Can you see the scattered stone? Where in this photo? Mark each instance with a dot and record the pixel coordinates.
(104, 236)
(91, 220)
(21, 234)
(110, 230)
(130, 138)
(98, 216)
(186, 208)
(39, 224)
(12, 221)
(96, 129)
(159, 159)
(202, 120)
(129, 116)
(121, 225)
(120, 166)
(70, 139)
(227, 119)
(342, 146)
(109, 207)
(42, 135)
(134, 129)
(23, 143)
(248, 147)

==*==

Write out all of the records above again, without changing a single character.

Can you see the scattered stone? Where in this photo? Mark each instance with a dot and record the pixel coordinates.
(104, 236)
(91, 220)
(21, 234)
(110, 230)
(130, 138)
(98, 216)
(186, 208)
(39, 224)
(12, 221)
(96, 129)
(159, 159)
(202, 120)
(129, 116)
(121, 225)
(120, 166)
(70, 139)
(227, 119)
(342, 146)
(109, 207)
(42, 135)
(134, 129)
(23, 143)
(248, 147)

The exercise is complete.